Problem requirements: Pick up the forum thread on keeping Dendrobates auratus at the point where it ends, and write what comes next.

Selected excerpt:
■ ■ ■ ■

# Frogs & Toads > Dart Frogs (Dendrobatidae) > Beginner Discussion >  Dendrobates Auratus

## Wolst21LT

So i have decided to start raising money for a colony of Dendrobates Auratus, and i already have a 29 gallon aquarium. i was wondering if that is a good size, and i have a whole enclosure planned out i just need to start bulding it. if i put 4 of them in a 29, is that sufficient? should there be more or less of them in there?

----------


## Kurt

My understanding is there should be more males than females in the enclosure. As how many can live in there comfortably, I would say at least 3, maybe more, but then again I am no expert on this species.

----------


## Wolst21LT

okay so ill put 4 or 5 in there, but its going to be a vivarium. so how would i be able to clean it? should i just pick up the waste and change out the food dish daily, and then just clean it out every 6 months? i read that on a website but i just wanted to make sure that was okay to do.

■ ■ ■ ■

Source data:
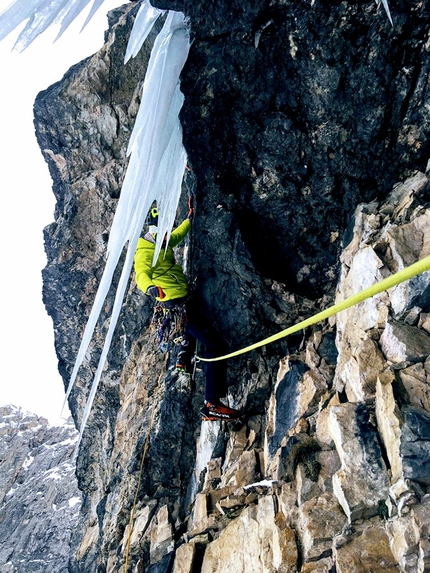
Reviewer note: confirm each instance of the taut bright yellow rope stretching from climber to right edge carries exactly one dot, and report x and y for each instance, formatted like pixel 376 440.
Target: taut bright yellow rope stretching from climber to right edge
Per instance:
pixel 393 280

■ ■ ■ ■

Answer for this exercise:
----------


## Paul Rust

*If you build a proper vivarium you will not have to clean it at all except to keep the glass clean. I change out the moss sometimes because it gets a little sour but that's about it.** I would not put more than 4 in a 29g to start with because you will most likely get unsexed froglets. See what you end up with and then buy a couple more of what you need.  Do your homework and make sure you have temp and humidity under control before you buy frogs. I always let my dart setups age for at least a month after everything is working properly and within tolerances. You don't want to be adjusting things with new frogs in there.*

----------


## Wolst21LT

Sure thing. i have it all planned out with a fogger and everything. I always let my tank cycle for at least a 2 weeks before buying any type of frog.

----------


## Paul Rust

> Sure thing. i have it all planned out with a fogger and everything. I always let my tank cycle for at least a 2 weeks before buying any type of frog.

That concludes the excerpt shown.